## WHAT YOU SHOULD DO
Output the full listing below exactly.

[[ MATERIAL TO PROCESS, beginning ]]

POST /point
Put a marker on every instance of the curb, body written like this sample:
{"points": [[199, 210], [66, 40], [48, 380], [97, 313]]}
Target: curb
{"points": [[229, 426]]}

[[ MATERIAL TO PROCESS, end ]]

## THE ANSWER
POST /point
Put a marker on every instance of the curb, body written like this sample:
{"points": [[199, 210], [66, 40], [48, 380], [97, 313]]}
Target: curb
{"points": [[229, 426]]}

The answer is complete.